● **Brief A**
Reproduce the part of the manuscript description starting with "7.4 Rasis. Opusculum..." and going on through "totius alchymiae artis.".
● **Brief B**
List the title of each of the seven works, 7.1 through 7.7, that the manuscript description lists.
● **Brief C**
Answer these questions from the manuscript description:
(i) How many lines does each page have?
(ii) Which folio is written in a sixteenth-century hand?
(iii) What is the modern binding made from?

YALE UNIVERSITY
BEINECKE RARE BOOK AND MANUSCRIPT LIBRARY
GENERAL COLLECTION OF RARE BOOKS AND
MANUSCRIPTS
MEDIEVAL AND RENAISSANCE MANUSCRIPTS
Mellon MS 7
ALCHEMICAL MISCELLANY, in Latin
North Italy, unsigned, about 1440
7.1 Rasis. Liber utilitatis nature secretorum, a variant version
of the text, ascribed in this codex to Frater Helias, O.F.M.
7.2 Roger Bacon. Ars alkymye, De naturis metallorum et
transformatione ipsorum.
7.3 Hermes. Tabula smaragdina.
7.4 Rasis. Opusculum... in arte alkymie.
7.5 Rasis (or Arnold of Villanova). Flos lilium, or Epistola
Rasis.
7.6 Hermes or Geber. De opere lapidis, ascribed to Rasis in the
text.
7.7 Vididerius. Summa clavium totius alchymiae artis.
Paper codex in Latin, 4to., 208 x 142, a fragment consisting of ff. 34-134
(101 ff.) of a manuscript which contained at least 136 ff. originally (1-33
and all after 134 missing). Foliated 34-134 in an early hand (partly cut
away), repeated in an early seventeenth-century hand; modern pencil
foliation, 1-101 (by Joseph Martini?). Traces of signatures (e, f, k partly
visible) (a-e)^^8-1, f-(q)^^8, (r)^^8-2; catchwords at quire-endings. Written
space 126 x 190, single columns, 25 lines. By one scribe writing a very neat
and regular prehumanistic hand, moderately abbreviated; text in dark brown
ink, book and chapter headings in red, rubrication, capitals stroked yellow,
larger initials painted in red or blue with tracery ornament in the
contrasting color (all decoration probably by the scribe; red headings in the
scribe's hand, all other red decoration with ink of apparently identical
composition); virtually without correction; many marginalia in the hand ofthe
early seventeenth-century foliator, f. 94v written in a sixteenth-century
hand, ff. 125v and 134v in a fifteenth-century hand. Paper much worn,
stained, thumbed, mildewed in margins, and repaired in places, but writing
clear throughout; watermarks in folds and very unclear, one of them perhaps a
gothic, lowercase "a," not identified.
BINDING: Modern binding of parchment, cut from a leaf of a very large
manuscript, probably a lectionary, in two columns, written in a Rotunda
antiquior hand, Italian, twelfth century; writing on outer surface erased,
printed paper label on backstrip.

● **Raw data**
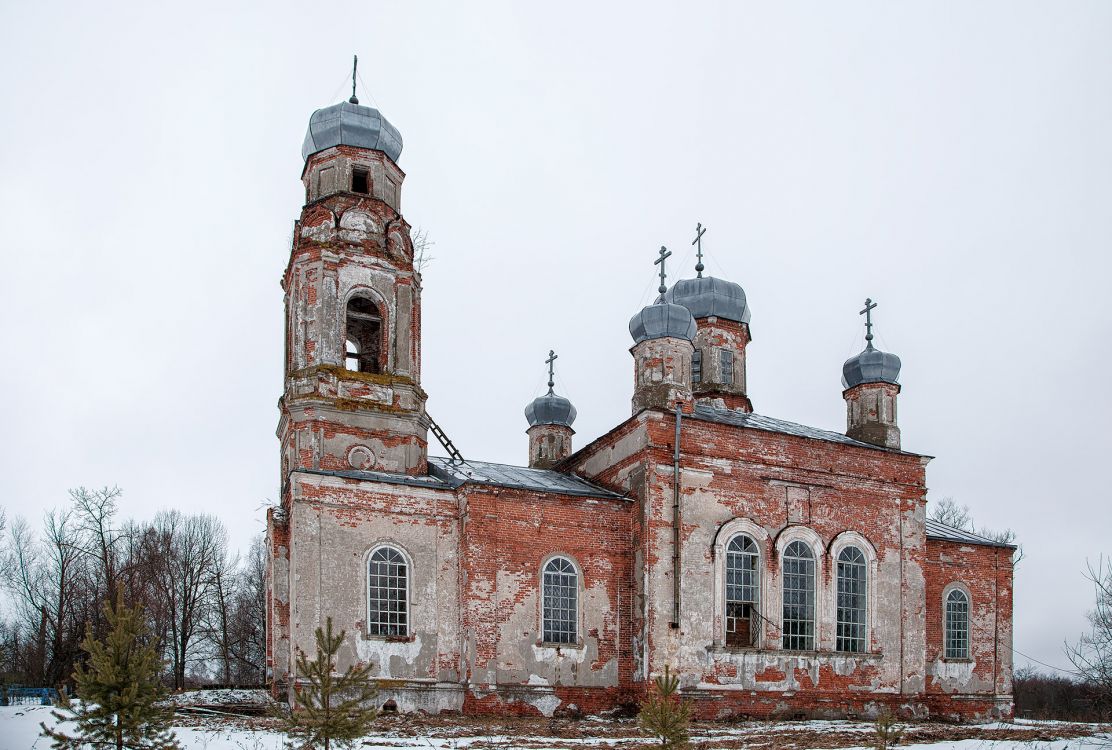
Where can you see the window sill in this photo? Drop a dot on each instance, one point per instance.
(569, 647)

● **Exercise solution A**
7.4 Rasis. Opusculum... in arte alkymie.
7.5 Rasis (or Arnold of Villanova). Flos lilium, or Epistola
Rasis.
7.6 Hermes or Geber. De opere lapidis, ascribed to Rasis in the
text.
7.7 Vididerius. Summa clavium totius alchymiae artis.

● **Exercise solution B**
- Liber utilitatis nature secretorum
- Ars alkymye, De naturis metallorum et transformatione ipsorum
- Tabula smaragdina
- Opusculum... in arte alkymie
- Flos lilium, or Epistola Rasis
- De opere lapidis
- Summa clavium totius alchymiae artis

● **Exercise solution C**
(i) Each page has 25 lines.
(ii) Folio 94v is written in a sixteenth-century hand.
(iii) The binding is parchment, cut from a leaf of a very large manuscript, probably a lectionary.